# Requirement:
Copy out every row below word for word, keeping each line as it stands.
▬▬▬
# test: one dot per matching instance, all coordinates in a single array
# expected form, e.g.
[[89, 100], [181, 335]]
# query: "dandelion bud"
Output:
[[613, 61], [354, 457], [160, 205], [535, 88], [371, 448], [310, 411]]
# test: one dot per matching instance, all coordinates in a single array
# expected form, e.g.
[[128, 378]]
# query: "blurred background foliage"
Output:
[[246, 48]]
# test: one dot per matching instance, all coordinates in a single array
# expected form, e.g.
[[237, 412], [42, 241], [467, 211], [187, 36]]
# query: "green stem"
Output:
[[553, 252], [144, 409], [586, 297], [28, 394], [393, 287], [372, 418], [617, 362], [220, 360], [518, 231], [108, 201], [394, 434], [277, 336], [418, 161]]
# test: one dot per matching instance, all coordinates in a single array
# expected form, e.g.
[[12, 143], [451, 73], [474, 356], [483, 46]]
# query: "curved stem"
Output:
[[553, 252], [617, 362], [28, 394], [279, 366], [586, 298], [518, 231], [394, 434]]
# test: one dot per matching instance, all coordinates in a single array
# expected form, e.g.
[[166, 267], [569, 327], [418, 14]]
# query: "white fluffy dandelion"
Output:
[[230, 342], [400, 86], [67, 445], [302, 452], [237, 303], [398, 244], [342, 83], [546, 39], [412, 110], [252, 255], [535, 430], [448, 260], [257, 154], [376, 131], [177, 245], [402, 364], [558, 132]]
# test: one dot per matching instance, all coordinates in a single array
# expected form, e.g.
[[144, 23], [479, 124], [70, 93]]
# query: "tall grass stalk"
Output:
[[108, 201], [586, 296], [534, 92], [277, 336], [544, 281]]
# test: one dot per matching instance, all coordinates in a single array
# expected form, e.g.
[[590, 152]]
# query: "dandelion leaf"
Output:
▬▬▬
# Correct answer:
# test: one dot per matching instance, all coordinates in a single array
# expected form, e.g.
[[89, 100], [181, 335]]
# query: "dandelion bud"
Output:
[[613, 61], [354, 457], [160, 205], [535, 88], [371, 448], [310, 411]]
# test: one dot per matching instance, all coordinates in a single array
# expected form, e.g.
[[128, 378]]
# query: "blurred background foliage"
Output:
[[246, 48]]
# test: one dot per matching instance, all coordinates in a single array
# expected form, e.g.
[[237, 412], [42, 241], [467, 211], [187, 36]]
# query: "green stem"
Output:
[[553, 252], [144, 409], [586, 297], [28, 394], [393, 287], [372, 418], [617, 362], [220, 360], [518, 231], [108, 201], [394, 434], [277, 336], [418, 161]]
# test: one dot per matching instance, all coordinates in a single array
# expected form, e.g.
[[12, 143], [451, 73], [474, 356], [483, 46]]
# query: "curved stem"
Output:
[[553, 252], [617, 362], [28, 394], [279, 366], [586, 298], [518, 231], [394, 434]]
# test: one dot per matching instance, all coordinates in a single array
# expected form, e.g.
[[166, 267], [569, 327], [418, 14]]
# query: "white fluffy dandelion"
Output:
[[230, 342], [400, 86], [67, 445], [302, 452], [237, 303], [398, 244], [342, 83], [546, 39], [412, 110], [252, 255], [535, 430], [448, 260], [257, 154], [376, 131], [177, 245], [402, 364], [558, 132]]
# test: one dot per matching instance, all coordinates in a single array
# expected form, e.g.
[[144, 23], [479, 124], [70, 93]]
# query: "tall grass stalk"
Output:
[[108, 201], [586, 296], [534, 92], [277, 336], [544, 281]]
# test: one dot per matching instance, all coordinates in a single array
# expected form, e.g.
[[590, 152]]
# query: "dandelion leaf"
Output:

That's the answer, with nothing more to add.